• _Exercícios propostos_:
**A)** Responda às perguntas a seguir com base no texto sobre o diretor de ópera:
(i) Em que ano foi criada a Birmingham Opera Company?
(ii) Em que teatro foi apresentada a Manon Lescaut, de Puccini?
(iii) Para qual jornal foi escrito o artigo de 2016?
**B)** Por favor, dê seguimento ao texto sobre o diretor de ópera a partir do ponto em que ele termina.

• _Trecho do texto_:
Nascido em Birkenhead, na Ingletarra, Vick estudo no Royal Northern College of Music, em Manchester. Em 1987, criou a Birmingham Opera Company. Foi diretor de produções em Glyndebourne e esteve à frente da Scottish Opera. Como diretor convidado, atuou nos principais teatros de ópera do mundo.
Seus trabalhos incluíam Tristão e Isolda, de Wagner, na Deutsche Oper de Berlim; A cidade morta, de Korngold, e Otelo, de Verdi, no Scala de Milão; O caso Makropoulos, de Janácek, no Teatro Mariinsky de São Petersburgo; Manon Lescaut, de Puccini, na Arena de Verona; Falstaff, de Verdi, no Covent Garden de Londres e no Metropolitan de Nova York. É apenas uma pequena lista de produções marcantes, muitas delas lançadas em vídeo e DVD, à qual podem se somar títulos como La Rondine, de Puccini (com a participação do tenor brasileiro Fernando Portari), e uma histórica versão da Lulu, de Alban Berg, no Festival de Glyndebourne.
Em entrevistas, reforçava a crença de que era preciso quebrar barreiras na relação entre o público e a ópera. Trabalho que guiava o que fazia em Birmingham, como contou em um artigo escrito em 2016 para o jornal britânico The Guardian:
“Para termos certeza de que a ópera é para todos, em Birmingham saímos pela cidade para procurar nossa plateia, encontramos as pessoas em seus territórios. Convidamos moradores para participar de nosso trabalho e nos ajudar a encontrar o público – um público que também participa, engajados naquilo que hoje se chama de teatro imersivo. Queremos falar com todas as pessoas de uma cidade etnicamente diversa e agir positivamente para contratar solistas profissionais etnicamente diversos.”

• _Dados das linhas_:
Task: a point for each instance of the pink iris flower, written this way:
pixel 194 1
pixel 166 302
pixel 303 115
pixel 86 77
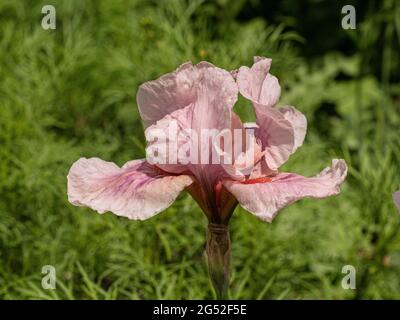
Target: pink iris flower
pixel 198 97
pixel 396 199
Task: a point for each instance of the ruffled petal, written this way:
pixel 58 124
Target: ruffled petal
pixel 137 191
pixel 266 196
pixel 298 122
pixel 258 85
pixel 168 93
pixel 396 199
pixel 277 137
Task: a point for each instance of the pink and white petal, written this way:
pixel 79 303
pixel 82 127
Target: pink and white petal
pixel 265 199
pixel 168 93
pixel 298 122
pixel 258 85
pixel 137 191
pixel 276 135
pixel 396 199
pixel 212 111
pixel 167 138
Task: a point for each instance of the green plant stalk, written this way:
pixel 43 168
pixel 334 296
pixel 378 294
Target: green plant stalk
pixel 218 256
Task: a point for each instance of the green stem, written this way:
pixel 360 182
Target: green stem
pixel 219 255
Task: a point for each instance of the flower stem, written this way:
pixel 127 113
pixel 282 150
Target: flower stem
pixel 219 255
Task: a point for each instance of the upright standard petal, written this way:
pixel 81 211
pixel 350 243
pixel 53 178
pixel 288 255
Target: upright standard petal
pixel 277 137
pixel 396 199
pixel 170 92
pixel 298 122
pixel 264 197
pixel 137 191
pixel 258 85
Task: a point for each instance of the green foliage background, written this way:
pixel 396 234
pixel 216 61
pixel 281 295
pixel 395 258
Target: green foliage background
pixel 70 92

* * *

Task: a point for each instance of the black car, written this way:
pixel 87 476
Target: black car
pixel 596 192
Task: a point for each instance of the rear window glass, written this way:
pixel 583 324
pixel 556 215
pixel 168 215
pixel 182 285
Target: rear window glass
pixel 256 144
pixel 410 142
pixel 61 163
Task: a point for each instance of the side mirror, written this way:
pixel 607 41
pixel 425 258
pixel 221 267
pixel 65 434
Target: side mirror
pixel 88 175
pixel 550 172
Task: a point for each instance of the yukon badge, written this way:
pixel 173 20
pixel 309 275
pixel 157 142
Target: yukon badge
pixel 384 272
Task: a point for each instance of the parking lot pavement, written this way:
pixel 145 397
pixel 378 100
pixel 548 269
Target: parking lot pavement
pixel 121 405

• _Respostas_:
**A)**
(i) Em 1987.
(ii) Na Arena de Verona.
(iii) Para o jornal britânico The Guardian.

**B)**
“Mas talvez a parte mais radical da visão tenha sido a remoção da barreira da educação convencional e dos projetos educativos, colocando a responsabilidade de encontrar, desenvolver e educar nosso público inteiramente no próprio trabalho que estamos desenvolvendo. Você não precisa ser educado para se emocionar, comover e excitar com a ópera. Você só precisa experimentá-la diretamente, em primeira mão, sem nada a atrapalhar. Somos nós que fazemos o trabalho cuja responsabilidade é remover as barreiras e fazer as conexões que irão liberar o poder da ópera para todos.”